[Start]
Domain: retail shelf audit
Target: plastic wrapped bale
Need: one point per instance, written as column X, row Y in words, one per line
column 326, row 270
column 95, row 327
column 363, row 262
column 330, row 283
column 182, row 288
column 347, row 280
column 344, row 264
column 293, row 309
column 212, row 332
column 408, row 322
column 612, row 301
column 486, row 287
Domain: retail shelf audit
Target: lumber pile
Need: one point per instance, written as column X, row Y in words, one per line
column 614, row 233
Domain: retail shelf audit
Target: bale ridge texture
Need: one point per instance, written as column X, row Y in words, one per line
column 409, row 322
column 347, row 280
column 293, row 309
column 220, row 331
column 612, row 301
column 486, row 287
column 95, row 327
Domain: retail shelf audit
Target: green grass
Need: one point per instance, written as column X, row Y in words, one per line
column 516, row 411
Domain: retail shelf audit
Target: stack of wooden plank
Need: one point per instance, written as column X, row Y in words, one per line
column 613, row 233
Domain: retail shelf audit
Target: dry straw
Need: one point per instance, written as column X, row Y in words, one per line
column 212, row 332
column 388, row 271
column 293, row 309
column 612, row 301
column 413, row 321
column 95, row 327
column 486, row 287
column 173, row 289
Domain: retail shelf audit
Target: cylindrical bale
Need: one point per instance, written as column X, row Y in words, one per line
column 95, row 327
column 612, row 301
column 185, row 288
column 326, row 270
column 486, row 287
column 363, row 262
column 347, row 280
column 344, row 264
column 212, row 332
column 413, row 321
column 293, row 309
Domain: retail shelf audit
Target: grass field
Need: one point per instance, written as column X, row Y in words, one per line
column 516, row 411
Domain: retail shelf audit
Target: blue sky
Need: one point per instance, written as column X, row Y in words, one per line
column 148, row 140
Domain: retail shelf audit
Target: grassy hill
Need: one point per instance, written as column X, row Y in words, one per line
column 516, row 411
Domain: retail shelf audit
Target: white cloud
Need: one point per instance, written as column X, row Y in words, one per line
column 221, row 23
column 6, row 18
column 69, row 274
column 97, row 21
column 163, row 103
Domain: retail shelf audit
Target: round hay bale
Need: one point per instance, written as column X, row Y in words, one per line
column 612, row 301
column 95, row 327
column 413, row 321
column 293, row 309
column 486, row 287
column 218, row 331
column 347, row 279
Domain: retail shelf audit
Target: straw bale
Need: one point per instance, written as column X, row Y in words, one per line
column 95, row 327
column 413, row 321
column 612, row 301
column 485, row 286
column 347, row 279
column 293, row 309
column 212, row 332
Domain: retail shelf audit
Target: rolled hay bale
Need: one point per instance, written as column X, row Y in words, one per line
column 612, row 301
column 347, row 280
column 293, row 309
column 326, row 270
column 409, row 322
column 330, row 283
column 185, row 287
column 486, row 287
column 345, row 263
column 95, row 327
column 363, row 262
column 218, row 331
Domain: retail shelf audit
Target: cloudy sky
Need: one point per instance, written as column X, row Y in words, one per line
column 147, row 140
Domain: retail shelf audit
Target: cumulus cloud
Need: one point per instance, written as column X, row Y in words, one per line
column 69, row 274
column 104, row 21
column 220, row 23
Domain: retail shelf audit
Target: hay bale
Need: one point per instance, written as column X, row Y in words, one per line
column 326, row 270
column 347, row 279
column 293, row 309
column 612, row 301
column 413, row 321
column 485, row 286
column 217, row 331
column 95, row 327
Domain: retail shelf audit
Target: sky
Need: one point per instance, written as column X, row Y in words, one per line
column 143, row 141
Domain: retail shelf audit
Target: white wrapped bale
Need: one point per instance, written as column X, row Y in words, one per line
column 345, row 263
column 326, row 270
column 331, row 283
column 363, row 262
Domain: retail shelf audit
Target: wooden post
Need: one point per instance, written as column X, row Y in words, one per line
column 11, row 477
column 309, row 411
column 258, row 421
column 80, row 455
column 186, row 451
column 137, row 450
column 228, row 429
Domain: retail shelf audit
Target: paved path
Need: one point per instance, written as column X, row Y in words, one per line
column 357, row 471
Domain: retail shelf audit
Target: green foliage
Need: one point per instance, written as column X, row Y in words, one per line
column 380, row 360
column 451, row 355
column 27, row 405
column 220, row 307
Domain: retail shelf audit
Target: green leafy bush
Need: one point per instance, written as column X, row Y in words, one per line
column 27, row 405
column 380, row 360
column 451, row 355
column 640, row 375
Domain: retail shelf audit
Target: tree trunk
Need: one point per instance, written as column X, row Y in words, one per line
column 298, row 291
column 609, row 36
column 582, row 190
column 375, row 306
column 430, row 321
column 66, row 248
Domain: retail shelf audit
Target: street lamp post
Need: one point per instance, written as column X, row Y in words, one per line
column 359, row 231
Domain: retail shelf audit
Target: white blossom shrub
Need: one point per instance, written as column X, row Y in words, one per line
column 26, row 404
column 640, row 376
[End]
• **Your task**: Every line above should be retyped exactly as given.

• **Solution**:
Domain: retail shelf audit
Target: plastic wrapped bale
Need: one point per instance, written as column X, row Y in words, one per line
column 326, row 270
column 95, row 327
column 363, row 262
column 330, row 283
column 182, row 288
column 347, row 280
column 344, row 264
column 293, row 309
column 212, row 332
column 408, row 322
column 612, row 301
column 486, row 287
Domain: retail shelf audit
Target: lumber pile
Need: one point per instance, written as column X, row Y in words, one per line
column 614, row 233
Domain: retail shelf audit
Target: bale ridge texture
Need: one point per instance, written as column X, row Y in words, one per line
column 409, row 322
column 347, row 280
column 293, row 309
column 220, row 331
column 612, row 301
column 486, row 287
column 95, row 327
Domain: retail shelf audit
Target: green grass
Need: one point per instance, written as column X, row Y in words, one per line
column 516, row 411
Domain: retail shelf audit
Target: stack of wooden plank
Need: one point per instance, written as column X, row Y in words, one per line
column 613, row 233
Domain: retail shelf audit
Target: dry straw
Need: one point per instance, written as column X, row Y in words, one per line
column 212, row 332
column 388, row 271
column 293, row 309
column 612, row 301
column 413, row 321
column 95, row 327
column 486, row 287
column 173, row 289
Domain: retail shelf audit
Target: cylindrical bale
Need: one point per instance, written as column X, row Y in words, one per line
column 95, row 327
column 612, row 301
column 185, row 288
column 326, row 270
column 486, row 287
column 363, row 262
column 347, row 280
column 344, row 264
column 212, row 332
column 413, row 321
column 293, row 309
Domain: retail shelf audit
Target: grass field
Need: one point per instance, written as column X, row Y in words, one per line
column 516, row 411
Domain: retail shelf audit
Target: blue sky
Need: one point per instance, written as column X, row Y in words, one per line
column 148, row 140
Domain: retail shelf audit
Target: grassy hill
Need: one point per instance, written as column X, row Y in words, one per line
column 516, row 411
Domain: retail shelf audit
Target: white cloud
Need: one point per instance, written as column X, row Y in words, one per line
column 221, row 23
column 6, row 18
column 69, row 274
column 97, row 21
column 163, row 103
Domain: retail shelf audit
Target: round hay bale
Need: one point per instance, written as column X, row Y in words, one per line
column 612, row 301
column 95, row 327
column 413, row 321
column 293, row 309
column 486, row 287
column 218, row 331
column 347, row 279
Domain: retail shelf audit
Target: straw bale
Need: one point per instance, written as column X, row Y in words, one per line
column 95, row 327
column 413, row 321
column 612, row 301
column 485, row 286
column 347, row 279
column 293, row 309
column 212, row 332
Domain: retail shelf audit
Target: rolled hay bale
Need: one point per instance, written as column X, row Y in words, one per line
column 612, row 301
column 347, row 280
column 293, row 309
column 326, row 270
column 409, row 322
column 330, row 283
column 185, row 287
column 486, row 287
column 345, row 263
column 95, row 327
column 363, row 262
column 218, row 331
Domain: retail shelf audit
Target: cloudy sky
Need: one point per instance, written as column X, row Y in words, one per line
column 147, row 140
Domain: retail shelf audit
Target: cumulus cloud
Need: one point per instance, written as column X, row Y in words, one per line
column 69, row 274
column 104, row 21
column 220, row 23
Domain: retail shelf audit
Target: hay bale
Need: one point per instance, written as column X, row Y in words, one per line
column 326, row 270
column 347, row 279
column 293, row 309
column 612, row 301
column 413, row 321
column 485, row 286
column 217, row 331
column 95, row 327
Domain: retail shelf audit
Target: sky
Need: one point per instance, written as column X, row Y in words, one per line
column 143, row 141
Domain: retail shelf audit
Target: white wrapped bale
Need: one point per instance, written as column X, row Y in words, one per line
column 345, row 263
column 326, row 270
column 331, row 283
column 363, row 262
Domain: retail shelf audit
Target: wooden post
Need: one point per instance, written as column X, row Y in words, one per line
column 11, row 477
column 309, row 411
column 258, row 421
column 80, row 455
column 186, row 451
column 137, row 450
column 228, row 429
Domain: retail shelf audit
Target: paved path
Need: one point per instance, written as column X, row Y in words, one per line
column 357, row 471
Domain: retail shelf audit
Target: green foliage
Need: one point per instance, written as column X, row Y in words, one per line
column 380, row 360
column 451, row 355
column 27, row 405
column 220, row 307
Domain: retail shelf audit
Target: green leafy bush
Need: one point per instance, written as column X, row Y in words, one per line
column 27, row 405
column 380, row 360
column 451, row 355
column 640, row 375
Domain: retail shelf audit
Target: tree trunk
Need: one point per instance, written as column X, row Y in words, one per line
column 298, row 291
column 609, row 36
column 582, row 190
column 375, row 306
column 430, row 321
column 66, row 248
Domain: retail shelf audit
Target: street lamp post
Need: one point per instance, written as column X, row Y in words, one per line
column 359, row 231
Domain: retail shelf audit
Target: white blossom shrub
Need: one point per instance, written as column X, row Y in words, one per line
column 26, row 404
column 640, row 376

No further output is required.